Page excerpt ::
------------------------------------
The Rule of 55 and Penalty-Free Retirement Plan Withdrawals
Under these IRS guidelines, you can withdraw funds from your current employer’s 401(k) or 403(b) plan prior to age 59 ½ with no 10% tax penalty, if you leave the job on or after the year you turn 55. The terms of your job departure are not relevant as you could be laid off, fired, or just quit, and still utilize this early-withdrawal approach. If you return to the workforce, this penalty-free withdrawal option is no longer available.
There is an exception called the 72(t) option which allows withdrawals from your 401(k), 403(b), or IRA at any age without any penalty. This option is called SEPP (substantially equal periodic payments), and these payments are not subject to the 10 percent early withdrawal penalty. Once these distributions begin, they must continue for a period of five years or until you reach age 59 ½, whichever comes later.
This rule only applies to the current employer’s retirement plan. Any old employer retirement plans need to be rolled into the current plan in order to qualify for penalty-free early withdrawals.
Just because you are able to take a penalty-free early withdrawal, does not necessarily mean that it is in your best interest. Consult with your financial advisor to assist in developing a tax-efficient cash flow plan that complements your early retirement goal and specific financial circumstances.
Learn the details of any pension payments or defined benefit plan payments you are eligible to receive as there may be certain age requirements that must be met prior to starting the receiving of distributions. The details surrounding your payout can be complex, and there are often several options to structure the payout. If you are married, should you select the joint payout option to also include an annuity for your surviving spouse if you were to predecease your spouse? Is there a guaranteed term for the payout?Reviewing the risks and benefits of each payout option can be beneficial.
------------------------------------
Listed records ::
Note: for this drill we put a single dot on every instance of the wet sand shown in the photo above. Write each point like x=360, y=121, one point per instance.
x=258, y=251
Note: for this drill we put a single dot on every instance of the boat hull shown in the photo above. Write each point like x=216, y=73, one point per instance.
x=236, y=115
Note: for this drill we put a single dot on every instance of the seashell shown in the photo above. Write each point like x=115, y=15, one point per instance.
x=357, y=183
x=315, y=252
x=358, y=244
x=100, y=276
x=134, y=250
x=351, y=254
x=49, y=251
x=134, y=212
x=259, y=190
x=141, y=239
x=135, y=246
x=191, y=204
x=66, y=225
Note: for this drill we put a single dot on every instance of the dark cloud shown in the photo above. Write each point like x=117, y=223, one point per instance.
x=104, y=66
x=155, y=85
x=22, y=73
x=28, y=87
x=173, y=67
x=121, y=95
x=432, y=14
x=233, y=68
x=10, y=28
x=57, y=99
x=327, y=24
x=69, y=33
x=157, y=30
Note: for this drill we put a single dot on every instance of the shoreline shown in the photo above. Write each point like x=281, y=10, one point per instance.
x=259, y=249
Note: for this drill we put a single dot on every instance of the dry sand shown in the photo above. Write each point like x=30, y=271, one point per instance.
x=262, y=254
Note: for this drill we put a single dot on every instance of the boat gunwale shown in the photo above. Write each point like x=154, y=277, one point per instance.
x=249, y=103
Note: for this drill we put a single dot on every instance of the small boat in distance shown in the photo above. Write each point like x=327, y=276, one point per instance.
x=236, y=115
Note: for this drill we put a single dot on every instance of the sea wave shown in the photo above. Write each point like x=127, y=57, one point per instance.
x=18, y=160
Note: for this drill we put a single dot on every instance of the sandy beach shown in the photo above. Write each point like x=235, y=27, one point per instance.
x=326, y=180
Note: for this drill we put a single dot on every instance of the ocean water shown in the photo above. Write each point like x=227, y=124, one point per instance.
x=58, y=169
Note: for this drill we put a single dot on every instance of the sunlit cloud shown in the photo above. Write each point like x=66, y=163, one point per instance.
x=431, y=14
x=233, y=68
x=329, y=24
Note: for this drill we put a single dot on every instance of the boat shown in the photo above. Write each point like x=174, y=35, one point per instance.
------------------------------------
Exercise requirements ::
Reproduce the Rule of 55 text from "The Rule of" up to and including "no longer available.". Nothing in the listing is needed here.

Written answer ::
The Rule of 55 and Penalty-Free Retirement Plan Withdrawals
Under these IRS guidelines, you can withdraw funds from your current employer’s 401(k) or 403(b) plan prior to age 59 ½ with no 10% tax penalty, if you leave the job on or after the year you turn 55. The terms of your job departure are not relevant as you could be laid off, fired, or just quit, and still utilize this early-withdrawal approach. If you return to the workforce, this penalty-free withdrawal option is no longer available.